Исходные данные:

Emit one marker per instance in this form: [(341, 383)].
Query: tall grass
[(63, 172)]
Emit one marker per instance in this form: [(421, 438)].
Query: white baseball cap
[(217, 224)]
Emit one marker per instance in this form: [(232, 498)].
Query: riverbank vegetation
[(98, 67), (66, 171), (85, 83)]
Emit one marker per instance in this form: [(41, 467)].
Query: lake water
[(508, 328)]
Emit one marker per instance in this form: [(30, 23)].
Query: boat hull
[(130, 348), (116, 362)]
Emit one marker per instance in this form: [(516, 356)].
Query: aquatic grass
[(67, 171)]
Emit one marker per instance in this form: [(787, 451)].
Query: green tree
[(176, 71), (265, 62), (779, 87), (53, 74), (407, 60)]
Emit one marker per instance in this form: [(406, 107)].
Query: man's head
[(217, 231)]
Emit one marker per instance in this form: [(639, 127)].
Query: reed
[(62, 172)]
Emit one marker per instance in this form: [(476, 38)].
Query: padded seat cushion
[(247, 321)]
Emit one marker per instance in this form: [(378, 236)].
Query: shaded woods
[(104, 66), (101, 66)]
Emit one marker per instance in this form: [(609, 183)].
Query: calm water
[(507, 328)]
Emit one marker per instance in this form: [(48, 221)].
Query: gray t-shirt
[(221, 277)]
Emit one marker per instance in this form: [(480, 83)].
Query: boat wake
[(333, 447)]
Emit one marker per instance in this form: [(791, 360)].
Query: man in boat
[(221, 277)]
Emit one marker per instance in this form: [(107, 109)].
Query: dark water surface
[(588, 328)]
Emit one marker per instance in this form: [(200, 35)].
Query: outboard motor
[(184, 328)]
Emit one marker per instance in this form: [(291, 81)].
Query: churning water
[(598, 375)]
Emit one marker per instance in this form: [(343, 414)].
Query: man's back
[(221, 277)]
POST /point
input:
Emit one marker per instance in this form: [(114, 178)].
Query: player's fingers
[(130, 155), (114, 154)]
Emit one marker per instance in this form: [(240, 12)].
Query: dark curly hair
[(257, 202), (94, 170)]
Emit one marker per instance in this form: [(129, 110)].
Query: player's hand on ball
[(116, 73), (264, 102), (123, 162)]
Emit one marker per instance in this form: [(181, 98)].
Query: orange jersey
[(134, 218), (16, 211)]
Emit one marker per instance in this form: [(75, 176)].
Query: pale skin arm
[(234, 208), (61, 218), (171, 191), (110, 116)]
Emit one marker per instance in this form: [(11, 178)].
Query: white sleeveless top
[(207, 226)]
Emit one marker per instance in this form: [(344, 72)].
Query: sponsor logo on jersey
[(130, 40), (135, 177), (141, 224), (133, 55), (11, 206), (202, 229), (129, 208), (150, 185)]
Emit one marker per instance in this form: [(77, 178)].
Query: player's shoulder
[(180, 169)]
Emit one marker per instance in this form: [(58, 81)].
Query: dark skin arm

Условие задания: Пожалуйста, замените в листинге выше «Query» на «Label» и приведите весь листинг заново, больше ничего не меняя.

Готовый ответ:
Emit one marker per instance in this form: [(341, 383)].
Label: tall grass
[(63, 172)]
Emit one marker per instance in this form: [(421, 438)].
Label: white baseball cap
[(217, 224)]
Emit one marker per instance in this form: [(232, 498)].
Label: riverbank vegetation
[(98, 67), (66, 171), (85, 83)]
Emit one marker per instance in this form: [(41, 467)].
Label: lake water
[(508, 328)]
Emit one marker per instance in this form: [(30, 23)].
Label: boat hull
[(130, 348), (116, 362)]
Emit one marker per instance in this form: [(516, 356)].
Label: aquatic grass
[(67, 171)]
Emit one marker per instance in this form: [(787, 451)].
Label: green tree
[(176, 71), (265, 62), (779, 87), (53, 74), (407, 60)]
Emit one marker per instance in this form: [(406, 107)].
Label: man's head
[(217, 231)]
Emit one marker per instance in this form: [(639, 127)].
Label: reed
[(62, 172)]
Emit one marker per instance in this form: [(476, 38)].
Label: padded seat cushion
[(247, 321)]
Emit one marker per instance in this form: [(378, 236)].
Label: shaded woods
[(104, 66), (101, 66)]
Emit one marker per instance in this form: [(609, 183)].
Label: calm water
[(507, 328)]
Emit one marker per instance in this form: [(48, 221)].
Label: gray t-shirt
[(221, 277)]
Emit one marker per instance in this form: [(480, 83)].
Label: boat wake
[(333, 447)]
Emit one marker per instance in this form: [(791, 360)].
Label: man in boat
[(221, 277)]
Emit one marker per instance in this form: [(107, 109)].
Label: dark water surface
[(588, 328)]
Emit one marker per instance in this form: [(200, 35)].
Label: outboard motor
[(184, 328)]
Emit one marker per instance in this form: [(291, 81)].
Label: churning water
[(598, 375)]
Emit one marker per instance in this form: [(343, 414)].
Label: man's back
[(221, 277)]
POST /point
input:
Emit one marker per instance in this form: [(114, 178)].
Label: player's fingers
[(130, 155), (114, 154)]
Emit one marker per instance in this form: [(240, 12)].
Label: dark curly hair
[(257, 202), (94, 170)]
Emit one marker per instance in this form: [(129, 110)].
Label: player's hand on ball
[(116, 73), (264, 102), (123, 162)]
Emit one marker per instance in this form: [(181, 98)].
Label: orange jersey
[(134, 218), (16, 211)]
Emit one marker per instance in this form: [(75, 176)].
Label: pale skin arm
[(234, 208), (61, 218), (171, 191), (110, 116)]
Emit one marker per instance in this form: [(11, 178)].
Label: white sleeveless top
[(207, 226)]
Emit one marker per instance in this form: [(344, 72)].
Label: sponsor logo on jersey
[(130, 40), (135, 177), (141, 224), (133, 55), (11, 206), (202, 229), (129, 208), (150, 185)]
Emit one marker per instance in this form: [(77, 178)].
Label: player's shoulder
[(180, 169)]
Emit one marker per instance in this form: [(58, 81)].
Label: dark skin arm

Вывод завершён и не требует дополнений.